[Natural language region descriptions]
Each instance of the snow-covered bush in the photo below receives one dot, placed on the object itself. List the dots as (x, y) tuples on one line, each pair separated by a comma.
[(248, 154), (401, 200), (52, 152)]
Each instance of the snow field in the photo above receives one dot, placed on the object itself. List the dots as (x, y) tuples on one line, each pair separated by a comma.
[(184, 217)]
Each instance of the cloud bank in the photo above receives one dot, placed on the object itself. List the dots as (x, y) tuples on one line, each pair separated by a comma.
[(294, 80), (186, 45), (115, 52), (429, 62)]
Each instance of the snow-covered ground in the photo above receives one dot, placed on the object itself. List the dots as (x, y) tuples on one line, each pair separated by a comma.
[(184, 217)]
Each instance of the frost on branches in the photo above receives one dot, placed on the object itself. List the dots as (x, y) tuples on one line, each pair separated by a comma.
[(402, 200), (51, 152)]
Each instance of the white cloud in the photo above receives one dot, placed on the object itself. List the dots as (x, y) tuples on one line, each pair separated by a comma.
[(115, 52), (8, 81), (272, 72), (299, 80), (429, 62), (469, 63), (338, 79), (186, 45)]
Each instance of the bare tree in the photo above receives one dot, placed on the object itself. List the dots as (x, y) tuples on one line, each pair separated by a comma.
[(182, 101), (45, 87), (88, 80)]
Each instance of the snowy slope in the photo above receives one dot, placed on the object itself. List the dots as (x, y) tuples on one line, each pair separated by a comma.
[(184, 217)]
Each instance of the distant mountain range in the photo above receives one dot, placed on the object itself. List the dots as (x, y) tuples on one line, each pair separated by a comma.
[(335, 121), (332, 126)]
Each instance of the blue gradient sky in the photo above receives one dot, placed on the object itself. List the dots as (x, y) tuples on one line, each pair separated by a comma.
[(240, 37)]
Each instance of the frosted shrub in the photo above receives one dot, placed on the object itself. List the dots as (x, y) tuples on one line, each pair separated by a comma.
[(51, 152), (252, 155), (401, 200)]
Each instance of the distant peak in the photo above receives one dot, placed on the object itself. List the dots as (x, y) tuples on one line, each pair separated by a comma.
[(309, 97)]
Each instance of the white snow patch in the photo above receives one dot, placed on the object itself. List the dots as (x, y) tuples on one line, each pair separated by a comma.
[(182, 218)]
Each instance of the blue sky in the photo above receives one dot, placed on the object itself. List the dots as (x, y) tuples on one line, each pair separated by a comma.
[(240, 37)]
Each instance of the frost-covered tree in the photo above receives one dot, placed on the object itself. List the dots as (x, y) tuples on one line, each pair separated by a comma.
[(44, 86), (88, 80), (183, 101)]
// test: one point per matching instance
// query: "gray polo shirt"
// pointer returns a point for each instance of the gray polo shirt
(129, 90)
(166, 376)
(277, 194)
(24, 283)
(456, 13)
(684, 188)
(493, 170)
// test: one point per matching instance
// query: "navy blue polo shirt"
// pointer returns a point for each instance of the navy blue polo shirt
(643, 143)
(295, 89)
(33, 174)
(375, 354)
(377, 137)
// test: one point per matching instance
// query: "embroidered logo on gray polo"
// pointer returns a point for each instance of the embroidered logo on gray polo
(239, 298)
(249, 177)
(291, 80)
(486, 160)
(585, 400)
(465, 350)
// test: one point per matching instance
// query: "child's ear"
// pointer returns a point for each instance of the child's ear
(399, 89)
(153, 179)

WHAT IS NEEDED:
Output the records in full. Match them exactly.

OUTPUT:
Each instance of the snow-covered bush in the photo below receives one dot, placed on the object itself. List the dots as (x, y) tuples on one line, each pair separated by a comma.
[(248, 154), (401, 200), (52, 152)]
Each instance of the snow field in the photo above receives one dot, placed on the object itself. List the dots as (x, y) tuples on one line, each pair separated by a comma.
[(184, 217)]
Each instance of the cloud bank in the photo above receives one dot, placed on the object itself. List the dots as (x, y) tuples on one line, each pair separated by a comma.
[(294, 80), (186, 45), (115, 52), (429, 62)]
Each instance of the snow-covered ground in the photo above receives one dot, placed on the object itself. List the dots as (x, y) tuples on one line, each pair separated by a comma.
[(184, 217)]
Each instance of the frost on branches in the photo above receives one dot, placed on the object itself. List the dots as (x, y) tuples on one line, each pair separated by a comma.
[(402, 200), (51, 152)]
Each instance of the white cloud in the photo above receives one dot, placed on the object itself. List the dots as (x, y) tuples on one line, each pair separated by a comma.
[(115, 52), (8, 81), (272, 72), (299, 80), (429, 62), (469, 63), (338, 79), (186, 45)]
Each instance of the bare tree in the photo above receives one dot, placed on the object itself. List the dots as (x, y) tuples on one line, each pair separated by a comma.
[(182, 101), (45, 87), (88, 80)]
Each instance of the snowy slope in the photo above receives one dot, placed on the object itself. List the dots as (x, y) tuples on one line, each pair separated by a comma.
[(184, 217)]
Each instance of the distant mountain range in the photo above receives one dot, placed on the object itself. List the dots as (x, y) tuples on one line, each pair separated by a comma.
[(335, 121), (332, 126)]
Each instance of the blue gradient sky in the photo above receives one dot, placed on the object itself. List the dots as (x, y) tuples on one line, each pair separated by a comma.
[(240, 37)]
Each instance of the frosted shrub in the photo above receives one dot, placed on the object itself. List the dots as (x, y) tuples on one line, each pair separated by a comma.
[(51, 152), (252, 155), (401, 200)]
Each instance of the distant peak in the photo above receives one dot, placed on the object itself. List the dots as (x, y) tuples on one line, each pair separated by a comma.
[(309, 97)]
Each instance of the white snow patch in the photo above receives one dot, placed on the object itself. List the dots as (x, y) tuples on one line, each pair separated by a comma.
[(182, 218)]
Each instance of the blue sky in the photo above receives one dot, placed on the object itself. List the dots as (x, y) tuples on one line, each pair separated by a comma.
[(240, 37)]
Each instance of the frost-covered tree in the photo above receives one dot, placed on the object itself. List the dots as (x, y) tuples on one line, each pair separated by a comma.
[(44, 86), (88, 80), (183, 101)]
// test: one point per matching instance
// query: "gray polo shirt"
// pointer returns a point for each instance of the gray polo shirt
(129, 90)
(166, 376)
(277, 194)
(24, 283)
(456, 13)
(684, 188)
(493, 170)
// test: one point per matching instance
// query: "navy blue polo shirt"
// pointer returns a point for each instance of the navy blue polo shirt
(643, 143)
(295, 89)
(33, 174)
(375, 354)
(377, 137)
// test: one point per matching instance
// query: "embroidered logo on gray polo"
// pointer returns a point for each instance of the embroidered logo on gray polo
(239, 298)
(249, 177)
(291, 80)
(486, 160)
(585, 400)
(465, 350)
// test: one point per matching instance
// query: "child's ear"
// pointer returns a point for each instance of the child's ear
(399, 89)
(153, 179)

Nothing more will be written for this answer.